*Required action*: Please retype all of the following entries exactly.
-- Data records follows --
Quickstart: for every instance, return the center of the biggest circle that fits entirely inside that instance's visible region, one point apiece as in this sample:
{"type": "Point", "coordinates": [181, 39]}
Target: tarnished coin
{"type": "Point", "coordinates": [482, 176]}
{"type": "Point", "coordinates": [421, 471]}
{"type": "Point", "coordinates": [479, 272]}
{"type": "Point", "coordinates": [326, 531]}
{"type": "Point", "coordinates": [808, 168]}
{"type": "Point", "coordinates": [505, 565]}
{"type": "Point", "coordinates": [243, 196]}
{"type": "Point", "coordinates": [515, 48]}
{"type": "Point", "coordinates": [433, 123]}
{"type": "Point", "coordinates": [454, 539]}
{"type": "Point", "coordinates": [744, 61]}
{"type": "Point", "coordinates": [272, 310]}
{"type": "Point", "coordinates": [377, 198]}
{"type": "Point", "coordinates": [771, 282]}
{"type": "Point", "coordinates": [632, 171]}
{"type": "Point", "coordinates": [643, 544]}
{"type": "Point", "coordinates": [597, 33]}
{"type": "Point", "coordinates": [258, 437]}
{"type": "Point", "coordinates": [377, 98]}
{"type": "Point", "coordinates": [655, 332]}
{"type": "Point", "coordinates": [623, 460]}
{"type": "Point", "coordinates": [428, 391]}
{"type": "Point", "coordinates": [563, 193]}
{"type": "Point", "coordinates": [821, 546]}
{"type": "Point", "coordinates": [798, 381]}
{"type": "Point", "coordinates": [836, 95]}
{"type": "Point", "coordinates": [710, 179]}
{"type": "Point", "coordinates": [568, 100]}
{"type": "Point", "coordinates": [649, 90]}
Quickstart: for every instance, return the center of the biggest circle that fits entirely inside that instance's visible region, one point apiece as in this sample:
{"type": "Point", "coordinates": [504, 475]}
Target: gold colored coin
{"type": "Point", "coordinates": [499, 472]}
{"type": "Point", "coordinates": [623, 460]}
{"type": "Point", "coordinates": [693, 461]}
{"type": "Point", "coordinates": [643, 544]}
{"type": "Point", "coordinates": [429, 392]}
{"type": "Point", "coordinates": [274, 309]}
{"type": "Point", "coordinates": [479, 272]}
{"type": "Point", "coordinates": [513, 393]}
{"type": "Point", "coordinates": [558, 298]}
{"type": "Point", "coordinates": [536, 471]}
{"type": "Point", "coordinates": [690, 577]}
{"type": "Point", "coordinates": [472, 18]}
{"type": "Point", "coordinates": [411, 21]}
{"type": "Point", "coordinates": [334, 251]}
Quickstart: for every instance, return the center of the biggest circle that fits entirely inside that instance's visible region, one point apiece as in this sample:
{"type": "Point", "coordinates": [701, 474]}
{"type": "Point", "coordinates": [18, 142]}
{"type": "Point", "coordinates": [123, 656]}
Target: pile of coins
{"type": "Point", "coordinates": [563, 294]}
-- Data records concluded --
*Your response*:
Quickstart: for every instance, return the center of the biggest circle that fits entirely inside that instance's visible region, one point apiece as in this sample:
{"type": "Point", "coordinates": [181, 39]}
Target: tarnished coin
{"type": "Point", "coordinates": [482, 176]}
{"type": "Point", "coordinates": [421, 471]}
{"type": "Point", "coordinates": [479, 272]}
{"type": "Point", "coordinates": [326, 531]}
{"type": "Point", "coordinates": [808, 168]}
{"type": "Point", "coordinates": [505, 565]}
{"type": "Point", "coordinates": [243, 196]}
{"type": "Point", "coordinates": [515, 48]}
{"type": "Point", "coordinates": [433, 123]}
{"type": "Point", "coordinates": [454, 539]}
{"type": "Point", "coordinates": [744, 61]}
{"type": "Point", "coordinates": [272, 310]}
{"type": "Point", "coordinates": [377, 198]}
{"type": "Point", "coordinates": [771, 282]}
{"type": "Point", "coordinates": [632, 171]}
{"type": "Point", "coordinates": [643, 544]}
{"type": "Point", "coordinates": [597, 33]}
{"type": "Point", "coordinates": [258, 437]}
{"type": "Point", "coordinates": [377, 98]}
{"type": "Point", "coordinates": [655, 332]}
{"type": "Point", "coordinates": [623, 460]}
{"type": "Point", "coordinates": [428, 391]}
{"type": "Point", "coordinates": [563, 193]}
{"type": "Point", "coordinates": [821, 546]}
{"type": "Point", "coordinates": [798, 381]}
{"type": "Point", "coordinates": [836, 95]}
{"type": "Point", "coordinates": [710, 179]}
{"type": "Point", "coordinates": [568, 100]}
{"type": "Point", "coordinates": [649, 90]}
Quickstart: for every instance, return the center of the biggest circle that fits entirely inside that instance's visible region, one point apiece as in this sample:
{"type": "Point", "coordinates": [504, 475]}
Target: gold colored coin
{"type": "Point", "coordinates": [499, 472]}
{"type": "Point", "coordinates": [623, 460]}
{"type": "Point", "coordinates": [693, 461]}
{"type": "Point", "coordinates": [643, 544]}
{"type": "Point", "coordinates": [429, 392]}
{"type": "Point", "coordinates": [274, 309]}
{"type": "Point", "coordinates": [479, 272]}
{"type": "Point", "coordinates": [513, 393]}
{"type": "Point", "coordinates": [558, 298]}
{"type": "Point", "coordinates": [536, 471]}
{"type": "Point", "coordinates": [690, 577]}
{"type": "Point", "coordinates": [472, 18]}
{"type": "Point", "coordinates": [411, 21]}
{"type": "Point", "coordinates": [334, 251]}
Quickstart: for every instance, return the center of the biggest circle that fits entirely inside that instance's visible region, one point apiece as in this sample:
{"type": "Point", "coordinates": [701, 474]}
{"type": "Point", "coordinates": [18, 142]}
{"type": "Point", "coordinates": [123, 656]}
Target: pile of coins
{"type": "Point", "coordinates": [563, 294]}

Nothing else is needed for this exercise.